- [A run of lines]:
··········

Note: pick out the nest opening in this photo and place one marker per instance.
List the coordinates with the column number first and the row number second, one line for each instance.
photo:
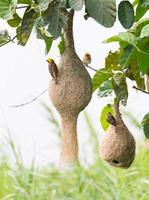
column 115, row 161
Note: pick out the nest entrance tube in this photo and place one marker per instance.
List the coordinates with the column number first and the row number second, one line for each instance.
column 70, row 96
column 69, row 142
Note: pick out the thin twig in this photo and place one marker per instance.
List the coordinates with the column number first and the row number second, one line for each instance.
column 31, row 101
column 140, row 90
column 91, row 68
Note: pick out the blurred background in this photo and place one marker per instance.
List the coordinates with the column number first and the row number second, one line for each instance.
column 35, row 128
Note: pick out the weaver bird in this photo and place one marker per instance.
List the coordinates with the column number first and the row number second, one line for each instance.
column 53, row 69
column 87, row 59
column 111, row 119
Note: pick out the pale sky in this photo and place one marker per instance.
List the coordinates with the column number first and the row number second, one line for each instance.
column 24, row 74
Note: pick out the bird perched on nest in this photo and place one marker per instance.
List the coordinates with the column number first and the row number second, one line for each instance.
column 53, row 69
column 111, row 119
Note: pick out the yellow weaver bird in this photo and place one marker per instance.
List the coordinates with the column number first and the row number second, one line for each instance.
column 111, row 119
column 53, row 69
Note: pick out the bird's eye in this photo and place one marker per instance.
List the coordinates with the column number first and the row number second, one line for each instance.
column 115, row 161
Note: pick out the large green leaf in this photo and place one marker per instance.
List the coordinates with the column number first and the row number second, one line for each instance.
column 26, row 27
column 105, row 89
column 4, row 37
column 145, row 3
column 7, row 8
column 107, row 109
column 127, row 55
column 126, row 14
column 139, row 25
column 101, row 76
column 55, row 19
column 133, row 72
column 140, row 11
column 76, row 4
column 145, row 123
column 42, row 5
column 15, row 21
column 103, row 11
column 143, row 59
column 145, row 31
column 120, row 87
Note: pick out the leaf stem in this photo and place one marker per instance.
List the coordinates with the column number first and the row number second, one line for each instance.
column 140, row 90
column 10, row 40
column 31, row 101
column 95, row 70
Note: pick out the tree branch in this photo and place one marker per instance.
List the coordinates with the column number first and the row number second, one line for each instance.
column 140, row 90
column 20, row 7
column 31, row 101
column 95, row 70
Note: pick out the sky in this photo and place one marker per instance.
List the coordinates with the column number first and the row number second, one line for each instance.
column 24, row 74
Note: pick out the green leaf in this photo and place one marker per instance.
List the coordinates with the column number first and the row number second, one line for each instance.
column 54, row 19
column 127, row 55
column 105, row 89
column 103, row 11
column 4, row 37
column 101, row 76
column 120, row 87
column 24, row 2
column 112, row 61
column 145, row 31
column 139, row 25
column 76, row 4
column 43, row 34
column 15, row 21
column 145, row 123
column 145, row 3
column 7, row 8
column 143, row 61
column 133, row 72
column 26, row 26
column 42, row 5
column 61, row 45
column 107, row 109
column 126, row 14
column 140, row 11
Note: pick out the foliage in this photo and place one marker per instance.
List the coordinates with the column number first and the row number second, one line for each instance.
column 145, row 123
column 130, row 61
column 107, row 109
column 98, row 181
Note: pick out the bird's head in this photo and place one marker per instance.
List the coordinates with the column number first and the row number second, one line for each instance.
column 50, row 60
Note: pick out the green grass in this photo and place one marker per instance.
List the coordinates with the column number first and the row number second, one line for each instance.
column 99, row 182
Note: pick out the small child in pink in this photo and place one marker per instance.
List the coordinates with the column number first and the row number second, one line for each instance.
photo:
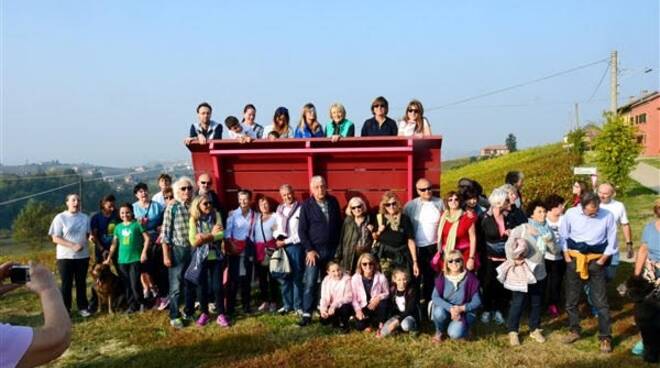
column 336, row 297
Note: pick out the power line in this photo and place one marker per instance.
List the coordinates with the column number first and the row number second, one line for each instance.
column 500, row 90
column 68, row 185
column 602, row 78
column 37, row 194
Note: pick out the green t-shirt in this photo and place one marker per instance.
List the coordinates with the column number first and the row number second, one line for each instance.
column 129, row 241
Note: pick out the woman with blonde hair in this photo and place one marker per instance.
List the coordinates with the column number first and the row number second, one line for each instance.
column 370, row 294
column 455, row 299
column 339, row 126
column 280, row 127
column 395, row 236
column 413, row 123
column 205, row 234
column 309, row 126
column 355, row 236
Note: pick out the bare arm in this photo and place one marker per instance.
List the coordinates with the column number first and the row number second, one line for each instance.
column 642, row 255
column 54, row 337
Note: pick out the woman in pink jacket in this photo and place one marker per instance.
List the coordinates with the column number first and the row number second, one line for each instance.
column 370, row 293
column 336, row 298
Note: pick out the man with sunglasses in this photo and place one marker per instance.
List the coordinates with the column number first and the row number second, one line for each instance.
column 177, row 250
column 205, row 187
column 318, row 228
column 380, row 124
column 424, row 213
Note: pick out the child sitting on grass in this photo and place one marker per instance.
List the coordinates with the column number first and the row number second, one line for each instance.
column 403, row 301
column 336, row 298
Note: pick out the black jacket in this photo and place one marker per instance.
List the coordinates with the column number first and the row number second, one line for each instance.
column 315, row 231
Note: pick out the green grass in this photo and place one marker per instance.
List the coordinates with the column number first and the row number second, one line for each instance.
column 146, row 340
column 547, row 169
column 655, row 162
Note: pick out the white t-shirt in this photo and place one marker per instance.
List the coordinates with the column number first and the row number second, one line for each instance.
column 554, row 226
column 158, row 197
column 407, row 129
column 268, row 227
column 14, row 342
column 427, row 229
column 73, row 227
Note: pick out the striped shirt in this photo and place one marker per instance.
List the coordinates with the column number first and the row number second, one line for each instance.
column 175, row 230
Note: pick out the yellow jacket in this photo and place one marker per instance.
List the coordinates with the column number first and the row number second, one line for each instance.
column 582, row 262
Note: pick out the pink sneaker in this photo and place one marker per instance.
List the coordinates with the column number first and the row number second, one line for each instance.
column 553, row 311
column 222, row 321
column 203, row 320
column 163, row 303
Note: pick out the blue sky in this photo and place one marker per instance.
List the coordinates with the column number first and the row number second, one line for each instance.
column 117, row 82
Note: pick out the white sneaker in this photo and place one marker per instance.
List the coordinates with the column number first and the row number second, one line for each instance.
column 499, row 319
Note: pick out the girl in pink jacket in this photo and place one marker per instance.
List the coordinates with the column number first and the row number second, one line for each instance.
column 370, row 294
column 336, row 297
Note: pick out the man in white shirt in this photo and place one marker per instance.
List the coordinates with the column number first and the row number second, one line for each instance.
column 424, row 213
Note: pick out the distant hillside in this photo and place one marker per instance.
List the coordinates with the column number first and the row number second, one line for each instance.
column 547, row 169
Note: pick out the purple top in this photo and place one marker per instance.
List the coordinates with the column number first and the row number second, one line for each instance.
column 14, row 342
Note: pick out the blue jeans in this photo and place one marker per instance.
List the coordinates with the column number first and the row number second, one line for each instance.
column 455, row 329
column 180, row 261
column 292, row 285
column 211, row 271
column 310, row 281
column 518, row 304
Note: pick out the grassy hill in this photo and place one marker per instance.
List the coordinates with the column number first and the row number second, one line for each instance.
column 547, row 169
column 146, row 340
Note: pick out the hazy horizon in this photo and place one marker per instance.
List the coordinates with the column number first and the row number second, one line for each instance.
column 116, row 84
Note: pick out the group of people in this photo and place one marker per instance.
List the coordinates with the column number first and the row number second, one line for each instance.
column 413, row 123
column 428, row 260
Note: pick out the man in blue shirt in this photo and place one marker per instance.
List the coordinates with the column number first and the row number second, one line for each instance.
column 588, row 237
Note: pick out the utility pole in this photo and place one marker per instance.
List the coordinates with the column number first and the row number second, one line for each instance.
column 80, row 190
column 614, row 87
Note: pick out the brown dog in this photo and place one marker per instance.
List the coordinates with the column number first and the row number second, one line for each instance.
column 107, row 286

··········

Copy out every line above word for word, leaving the pictures out.

Note: pick out the nest opening in this photo and place one marker per instance.
List the coordinates with the column number first and the row number second, one line for each instance.
photo:
column 115, row 161
Note: pick out the nest entrance tube in this photo and place one marker per instance.
List the coordinates with the column number first and the row number second, one line for each instance.
column 70, row 96
column 69, row 142
Note: pick out the thin twig in this photo and place one marker per instance.
List the coordinates with the column number first and the row number second, one line for each instance.
column 31, row 101
column 140, row 90
column 91, row 68
Note: pick out the blurred background in this photo and place one marker per instance.
List the coordinates with the column number first and the row number second, one line for each instance.
column 35, row 128
Note: pick out the weaver bird in this photo and place one marker per instance.
List the coordinates with the column number first and the row number second, one line for each instance.
column 53, row 69
column 87, row 59
column 111, row 119
Note: pick out the pale sky in this photo and place one marker per instance.
List the coordinates with the column number first and the row number second, one line for each instance.
column 24, row 74
Note: pick out the bird perched on nest in this photo and place one marker per instance.
List the coordinates with the column number first and the row number second, one line for each instance.
column 53, row 69
column 111, row 119
Note: pick out the yellow weaver bird in this photo and place one marker per instance.
List the coordinates with the column number first and the row number second, one line for each instance.
column 111, row 119
column 53, row 69
Note: pick out the bird's eye in this photo and place one marker per instance.
List the coordinates with the column number first and the row number second, one line for each instance.
column 115, row 161
Note: pick out the large green leaf in this photo and place one marker per instance.
List the coordinates with the column number first and the row number second, one line for each instance.
column 26, row 27
column 105, row 89
column 4, row 37
column 145, row 3
column 7, row 8
column 107, row 109
column 127, row 55
column 126, row 14
column 139, row 25
column 101, row 76
column 55, row 19
column 133, row 72
column 140, row 11
column 76, row 4
column 145, row 123
column 42, row 5
column 15, row 21
column 103, row 11
column 143, row 59
column 145, row 31
column 120, row 87
Note: pick out the leaf stem in this photo and place one marker per instance.
List the coordinates with the column number first and the row number second, one line for each instance.
column 140, row 90
column 10, row 40
column 31, row 101
column 95, row 70
Note: pick out the tree branch in this photo and place one marker per instance.
List the coordinates with the column number first and the row number second, one line for each instance.
column 140, row 90
column 20, row 7
column 31, row 101
column 95, row 70
Note: pick out the sky in this photo and place one marker per instance.
List the coordinates with the column number first and the row number second, one line for each instance.
column 24, row 74
Note: pick out the green leaf in this photo and place one marker per instance.
List the coordinates with the column number first and the row number second, one line for each instance.
column 54, row 19
column 127, row 55
column 105, row 89
column 103, row 11
column 4, row 37
column 101, row 76
column 120, row 87
column 24, row 2
column 112, row 61
column 145, row 31
column 139, row 25
column 76, row 4
column 43, row 34
column 15, row 21
column 145, row 123
column 145, row 3
column 7, row 8
column 143, row 61
column 133, row 72
column 26, row 26
column 42, row 5
column 61, row 45
column 107, row 109
column 126, row 14
column 140, row 11
Note: pick out the foliage in this photo and place one marker per instance.
List the coordinates with the column number first and the row number second, one line for each instance.
column 145, row 123
column 130, row 61
column 107, row 109
column 98, row 181
Note: pick out the bird's head in this photo and place one marker per instance.
List the coordinates with the column number first and the row number second, one line for each instance.
column 50, row 60
Note: pick out the green grass in this photo and place one marker per instance.
List the coordinates with the column number first and the row number second, one line for each instance.
column 99, row 182
Note: pick out the small child in pink in this photo and place one marker per instance.
List the coordinates with the column number first and the row number second, one line for each instance.
photo:
column 336, row 297
Note: pick out the power line in this photo and place one marker per instance.
List the coordinates with the column number first and the row number second, one line for each instance.
column 500, row 90
column 68, row 185
column 602, row 78
column 37, row 194
Note: pick out the green t-shirt in this photo and place one marker per instance.
List the coordinates with the column number first and the row number second, one line for each instance.
column 129, row 241
Note: pick out the woman with blonde hair in this photo and place one marker per instance.
List the coordinates with the column number first and the row number second, one line for each instance.
column 370, row 294
column 455, row 299
column 339, row 126
column 280, row 127
column 395, row 236
column 413, row 123
column 205, row 234
column 309, row 126
column 355, row 236
Note: pick out the bare arm in this photo and place one marker per instance.
List the coordinates with the column number first and the row number second, one line for each instance.
column 642, row 255
column 54, row 337
Note: pick out the woman in pink jacket in this photo and place one marker per instance.
List the coordinates with the column number first and the row number second, one line for each instance.
column 370, row 293
column 336, row 298
Note: pick out the man with sunglasses in this photo and place one marker per instance.
List the coordinates with the column number first and the row number second, one line for each instance.
column 177, row 250
column 205, row 187
column 318, row 228
column 380, row 124
column 424, row 213
Note: pick out the child sitting on grass in this photo and place one marker per instance.
List the coordinates with the column number first and the row number second, one line for each instance.
column 403, row 301
column 336, row 298
Note: pick out the black jacket in this photo and place one marker per instance.
List the coordinates with the column number first and the row number second, one line for each instance.
column 315, row 231
Note: pick out the green grass in this photo and place one marker per instance.
List the coordinates with the column number first and the row number second, one line for each instance.
column 146, row 340
column 547, row 169
column 655, row 162
Note: pick out the white t-shirt in this photo and place one marker per instance.
List the coordinates with the column number first and the row number second, one line for each instance.
column 554, row 226
column 158, row 197
column 407, row 129
column 268, row 227
column 14, row 342
column 427, row 229
column 73, row 227
Note: pick out the striped shirt in this photo and place one marker per instance.
List the coordinates with the column number first and the row number second, one line for each instance.
column 175, row 230
Note: pick out the yellow jacket in this photo and place one marker per instance.
List the coordinates with the column number first and the row number second, one line for each instance.
column 582, row 262
Note: pick out the pink sneaker in this photo and place one marker per instance.
List the coordinates with the column number first and the row number second, one line for each instance.
column 553, row 311
column 222, row 321
column 203, row 320
column 163, row 303
Note: pick out the blue sky in this photo and place one marker per instance.
List the coordinates with the column number first and the row number second, one line for each instance.
column 117, row 82
Note: pick out the white sneaker in this photo and place one marker per instance.
List the coordinates with the column number first and the row number second, one line for each instance.
column 499, row 319
Note: pick out the girl in pink jacket in this photo and place one marker per instance.
List the coordinates with the column number first and the row number second, one line for each instance.
column 370, row 294
column 336, row 297
Note: pick out the man in white shirt in this photo and place one marker per instance.
List the coordinates with the column number first and the row number second, one line for each instance.
column 424, row 213
Note: pick out the distant hillside in this photo and place one marker per instance.
List the coordinates with the column number first and the row number second, one line for each instance.
column 547, row 169
Note: pick out the purple top in this photo and place one marker per instance.
List the coordinates with the column number first and the row number second, one line for each instance.
column 14, row 342
Note: pick out the blue jeans in this photo and place one marker per instance.
List the coordinates with the column number first and the row number second, one line for each instance.
column 455, row 329
column 180, row 261
column 292, row 285
column 211, row 271
column 310, row 281
column 518, row 304
Note: pick out the grassy hill in this photo and place one marker per instance.
List the coordinates with the column number first and the row number second, one line for each instance.
column 547, row 169
column 146, row 340
Note: pick out the hazy horizon in this photo and place one marker per instance.
List the coordinates with the column number first and the row number second, one line for each instance.
column 116, row 84
Note: pick out the group of people in this photo and place one marker per instance.
List the coordinates with the column number first and the row number second, one line for each instance.
column 413, row 123
column 428, row 260
Note: pick out the man in blue shirt in this photo and place one marker per instance.
List the coordinates with the column number first and the row number second, one line for each instance.
column 588, row 237
Note: pick out the utility pole in this photo and place one marker per instance.
List the coordinates with the column number first and the row number second, one line for each instance.
column 80, row 190
column 614, row 87
Note: pick out the brown dog in this photo and place one marker per instance.
List the coordinates with the column number first and the row number second, one line for each instance.
column 107, row 286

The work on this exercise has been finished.